> [MATERIALS PROVIDED]:
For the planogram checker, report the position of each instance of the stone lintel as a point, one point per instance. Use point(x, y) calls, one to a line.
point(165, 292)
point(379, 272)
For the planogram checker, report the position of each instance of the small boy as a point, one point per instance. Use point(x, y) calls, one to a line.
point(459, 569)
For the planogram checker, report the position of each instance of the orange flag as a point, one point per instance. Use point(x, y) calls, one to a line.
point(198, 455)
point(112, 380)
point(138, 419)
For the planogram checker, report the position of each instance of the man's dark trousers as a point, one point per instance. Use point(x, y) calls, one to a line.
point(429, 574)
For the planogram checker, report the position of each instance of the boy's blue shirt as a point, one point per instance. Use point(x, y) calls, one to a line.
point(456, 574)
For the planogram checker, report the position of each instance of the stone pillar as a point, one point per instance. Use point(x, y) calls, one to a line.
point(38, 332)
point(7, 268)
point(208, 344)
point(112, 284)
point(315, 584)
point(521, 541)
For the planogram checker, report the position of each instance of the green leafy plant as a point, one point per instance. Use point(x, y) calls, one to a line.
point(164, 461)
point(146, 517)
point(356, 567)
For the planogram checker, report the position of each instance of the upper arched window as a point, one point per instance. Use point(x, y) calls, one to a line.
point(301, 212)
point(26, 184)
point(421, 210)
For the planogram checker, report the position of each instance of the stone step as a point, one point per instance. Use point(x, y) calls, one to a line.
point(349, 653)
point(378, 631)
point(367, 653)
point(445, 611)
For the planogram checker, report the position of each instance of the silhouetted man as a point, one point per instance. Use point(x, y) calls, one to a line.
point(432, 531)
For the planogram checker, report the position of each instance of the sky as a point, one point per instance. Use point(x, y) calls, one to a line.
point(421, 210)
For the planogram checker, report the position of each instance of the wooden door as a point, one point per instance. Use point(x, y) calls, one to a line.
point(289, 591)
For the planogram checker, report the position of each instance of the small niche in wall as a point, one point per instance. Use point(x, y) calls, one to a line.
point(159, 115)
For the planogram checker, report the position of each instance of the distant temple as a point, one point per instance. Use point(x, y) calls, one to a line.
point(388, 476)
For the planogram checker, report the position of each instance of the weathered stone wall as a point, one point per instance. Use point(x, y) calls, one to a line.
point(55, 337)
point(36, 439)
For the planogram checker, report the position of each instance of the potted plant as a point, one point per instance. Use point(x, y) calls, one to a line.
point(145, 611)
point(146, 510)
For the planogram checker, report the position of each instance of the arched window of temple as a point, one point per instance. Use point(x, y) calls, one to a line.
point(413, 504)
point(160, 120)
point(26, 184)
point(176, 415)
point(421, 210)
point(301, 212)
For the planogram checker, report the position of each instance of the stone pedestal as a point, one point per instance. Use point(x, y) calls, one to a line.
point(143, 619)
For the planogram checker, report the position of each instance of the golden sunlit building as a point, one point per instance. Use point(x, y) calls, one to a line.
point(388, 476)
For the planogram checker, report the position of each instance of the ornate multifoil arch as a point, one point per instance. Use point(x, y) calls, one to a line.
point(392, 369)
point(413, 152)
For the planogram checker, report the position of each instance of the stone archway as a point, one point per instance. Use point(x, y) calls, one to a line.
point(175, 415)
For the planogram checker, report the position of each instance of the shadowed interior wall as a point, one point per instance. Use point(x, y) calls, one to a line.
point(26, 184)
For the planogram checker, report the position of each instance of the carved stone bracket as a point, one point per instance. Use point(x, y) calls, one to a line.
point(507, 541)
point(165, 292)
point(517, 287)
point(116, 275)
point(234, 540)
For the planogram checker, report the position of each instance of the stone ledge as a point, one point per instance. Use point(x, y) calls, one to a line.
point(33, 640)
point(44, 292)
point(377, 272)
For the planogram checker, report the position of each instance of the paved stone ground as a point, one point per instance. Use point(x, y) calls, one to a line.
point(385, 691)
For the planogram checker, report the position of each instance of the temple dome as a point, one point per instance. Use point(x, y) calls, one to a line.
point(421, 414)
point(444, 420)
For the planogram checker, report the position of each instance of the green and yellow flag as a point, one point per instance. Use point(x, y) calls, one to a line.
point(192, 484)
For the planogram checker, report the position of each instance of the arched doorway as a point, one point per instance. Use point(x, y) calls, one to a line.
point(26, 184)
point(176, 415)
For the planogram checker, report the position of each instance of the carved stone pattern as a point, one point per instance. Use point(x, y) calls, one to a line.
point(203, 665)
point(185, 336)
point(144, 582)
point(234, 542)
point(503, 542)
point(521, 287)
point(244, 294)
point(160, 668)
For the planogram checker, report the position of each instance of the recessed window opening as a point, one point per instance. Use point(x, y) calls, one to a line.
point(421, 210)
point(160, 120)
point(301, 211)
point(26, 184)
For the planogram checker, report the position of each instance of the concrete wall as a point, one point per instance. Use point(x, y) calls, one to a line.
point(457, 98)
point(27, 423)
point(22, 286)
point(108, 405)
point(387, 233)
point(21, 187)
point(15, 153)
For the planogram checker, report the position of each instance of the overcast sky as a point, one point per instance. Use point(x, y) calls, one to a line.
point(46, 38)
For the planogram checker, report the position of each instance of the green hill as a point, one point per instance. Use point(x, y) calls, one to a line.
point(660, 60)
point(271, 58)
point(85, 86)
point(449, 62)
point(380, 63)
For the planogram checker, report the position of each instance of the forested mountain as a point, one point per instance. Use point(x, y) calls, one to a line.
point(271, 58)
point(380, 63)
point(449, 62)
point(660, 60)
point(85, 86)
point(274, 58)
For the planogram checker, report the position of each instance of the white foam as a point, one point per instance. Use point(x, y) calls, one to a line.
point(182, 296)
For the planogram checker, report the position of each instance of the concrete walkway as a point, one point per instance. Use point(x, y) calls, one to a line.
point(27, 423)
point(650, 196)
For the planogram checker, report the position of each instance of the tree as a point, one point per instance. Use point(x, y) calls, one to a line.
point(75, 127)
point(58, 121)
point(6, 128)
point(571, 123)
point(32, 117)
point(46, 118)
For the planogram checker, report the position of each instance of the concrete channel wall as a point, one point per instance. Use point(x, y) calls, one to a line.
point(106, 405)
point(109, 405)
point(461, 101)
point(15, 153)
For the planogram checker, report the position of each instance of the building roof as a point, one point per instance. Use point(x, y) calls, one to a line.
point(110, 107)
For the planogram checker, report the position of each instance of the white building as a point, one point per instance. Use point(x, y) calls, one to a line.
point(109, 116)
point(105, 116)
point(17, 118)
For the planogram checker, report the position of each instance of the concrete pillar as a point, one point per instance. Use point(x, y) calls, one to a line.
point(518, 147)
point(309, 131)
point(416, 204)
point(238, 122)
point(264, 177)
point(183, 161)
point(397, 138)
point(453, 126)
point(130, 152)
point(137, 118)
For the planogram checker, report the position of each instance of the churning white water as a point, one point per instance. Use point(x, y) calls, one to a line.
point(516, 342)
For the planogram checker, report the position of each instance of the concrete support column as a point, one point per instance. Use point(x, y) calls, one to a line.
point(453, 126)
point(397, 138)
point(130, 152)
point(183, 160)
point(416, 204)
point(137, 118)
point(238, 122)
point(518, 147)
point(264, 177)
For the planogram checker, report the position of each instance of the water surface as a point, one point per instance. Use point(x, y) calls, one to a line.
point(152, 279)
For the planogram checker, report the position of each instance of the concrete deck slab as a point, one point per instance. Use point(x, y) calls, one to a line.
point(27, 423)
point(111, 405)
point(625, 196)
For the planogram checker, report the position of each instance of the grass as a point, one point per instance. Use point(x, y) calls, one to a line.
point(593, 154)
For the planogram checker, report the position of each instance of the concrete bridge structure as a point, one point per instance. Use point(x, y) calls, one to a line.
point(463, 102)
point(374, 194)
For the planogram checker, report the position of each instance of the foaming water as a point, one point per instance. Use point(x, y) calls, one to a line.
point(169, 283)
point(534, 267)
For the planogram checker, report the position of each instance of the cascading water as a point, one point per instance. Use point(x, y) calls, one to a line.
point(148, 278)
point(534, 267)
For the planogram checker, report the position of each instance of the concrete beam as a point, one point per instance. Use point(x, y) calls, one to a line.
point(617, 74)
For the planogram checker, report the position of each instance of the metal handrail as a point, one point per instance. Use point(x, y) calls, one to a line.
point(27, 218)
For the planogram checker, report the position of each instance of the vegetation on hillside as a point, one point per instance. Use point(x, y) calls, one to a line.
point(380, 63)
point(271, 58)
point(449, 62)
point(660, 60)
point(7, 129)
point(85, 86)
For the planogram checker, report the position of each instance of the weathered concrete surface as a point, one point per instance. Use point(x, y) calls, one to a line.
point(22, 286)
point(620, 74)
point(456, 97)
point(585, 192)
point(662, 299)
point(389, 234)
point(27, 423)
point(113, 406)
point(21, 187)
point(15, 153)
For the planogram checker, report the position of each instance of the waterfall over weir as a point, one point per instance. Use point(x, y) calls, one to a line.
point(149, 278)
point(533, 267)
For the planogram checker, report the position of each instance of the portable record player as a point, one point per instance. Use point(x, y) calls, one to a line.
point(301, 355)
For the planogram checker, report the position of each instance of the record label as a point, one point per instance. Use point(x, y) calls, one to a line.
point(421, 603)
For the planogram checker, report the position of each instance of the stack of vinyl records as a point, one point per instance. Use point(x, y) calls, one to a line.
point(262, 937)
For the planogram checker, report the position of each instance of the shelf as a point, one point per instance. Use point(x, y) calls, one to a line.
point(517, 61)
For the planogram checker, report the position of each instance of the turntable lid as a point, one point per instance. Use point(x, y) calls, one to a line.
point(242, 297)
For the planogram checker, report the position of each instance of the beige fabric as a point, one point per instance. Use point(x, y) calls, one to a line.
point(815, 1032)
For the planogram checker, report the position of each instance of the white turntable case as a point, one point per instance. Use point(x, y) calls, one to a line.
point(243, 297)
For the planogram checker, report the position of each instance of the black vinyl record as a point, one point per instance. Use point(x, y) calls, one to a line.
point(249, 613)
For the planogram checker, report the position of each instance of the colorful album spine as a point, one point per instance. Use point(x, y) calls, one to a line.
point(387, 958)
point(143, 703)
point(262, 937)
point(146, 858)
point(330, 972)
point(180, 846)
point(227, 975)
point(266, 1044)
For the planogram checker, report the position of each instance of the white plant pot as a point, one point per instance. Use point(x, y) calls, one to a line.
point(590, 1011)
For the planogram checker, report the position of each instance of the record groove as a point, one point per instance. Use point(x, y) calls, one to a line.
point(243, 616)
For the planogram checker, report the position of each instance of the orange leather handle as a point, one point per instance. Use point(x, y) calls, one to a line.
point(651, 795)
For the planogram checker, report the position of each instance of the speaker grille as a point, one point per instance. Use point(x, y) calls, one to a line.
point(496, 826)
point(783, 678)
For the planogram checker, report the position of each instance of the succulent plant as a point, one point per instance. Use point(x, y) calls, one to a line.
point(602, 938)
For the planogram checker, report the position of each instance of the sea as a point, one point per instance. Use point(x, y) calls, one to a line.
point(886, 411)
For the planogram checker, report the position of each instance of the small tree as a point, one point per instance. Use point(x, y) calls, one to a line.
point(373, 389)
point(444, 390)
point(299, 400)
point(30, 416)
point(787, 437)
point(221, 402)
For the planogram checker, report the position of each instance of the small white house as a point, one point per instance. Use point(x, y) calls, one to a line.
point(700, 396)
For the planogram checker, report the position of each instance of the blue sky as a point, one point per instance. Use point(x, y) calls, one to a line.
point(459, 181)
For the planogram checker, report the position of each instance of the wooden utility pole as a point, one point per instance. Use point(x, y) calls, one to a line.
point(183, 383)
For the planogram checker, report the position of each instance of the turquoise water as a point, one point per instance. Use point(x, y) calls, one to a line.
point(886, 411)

> [DIRECTION]:
Format the material from the line containing "the white foam" up to and including the line containing "point(516, 342)" as a numbered list, leaving out any blank lines.

> [RESPONSE]:
1. For the planogram checker, report the position of each instance of the white foam as a point, one point per instance. Use point(x, y) calls, one to a line.
2. point(182, 296)
3. For the planogram checker, report the position of each instance of the concrete walkway as a point, one point per instance. Use point(x, y) calls, one to a line.
4. point(27, 423)
5. point(650, 196)
6. For the planogram checker, report the position of each instance of the tree as a point, one point per instance. Use point(x, y) calls, one to a line.
7. point(75, 127)
8. point(58, 121)
9. point(6, 128)
10. point(571, 123)
11. point(32, 117)
12. point(46, 118)
13. For the planogram checker, report the position of each instance of the concrete channel wall as a point, one point per instance. Use point(x, y) calls, one to a line.
14. point(106, 405)
15. point(109, 405)
16. point(461, 101)
17. point(15, 153)
18. For the planogram checker, report the position of each instance of the building roof as a point, one point per instance. Use point(x, y) calls, one to a line.
19. point(110, 107)
20. For the planogram checker, report the position of each instance of the white building as a point, one point per instance. Use point(x, y) calls, one to a line.
21. point(109, 116)
22. point(105, 116)
23. point(17, 118)
24. For the planogram checker, report the position of each instance of the concrete pillar as a point, one point per instance. Use point(x, y) calls, one to a line.
25. point(518, 147)
26. point(309, 131)
27. point(416, 204)
28. point(238, 122)
29. point(264, 177)
30. point(183, 161)
31. point(397, 138)
32. point(453, 126)
33. point(130, 152)
34. point(137, 118)
35. For the planogram checker, report the position of each instance of the churning white water as a point, one point per instance. Use point(x, y) calls, one to a line.
36. point(516, 342)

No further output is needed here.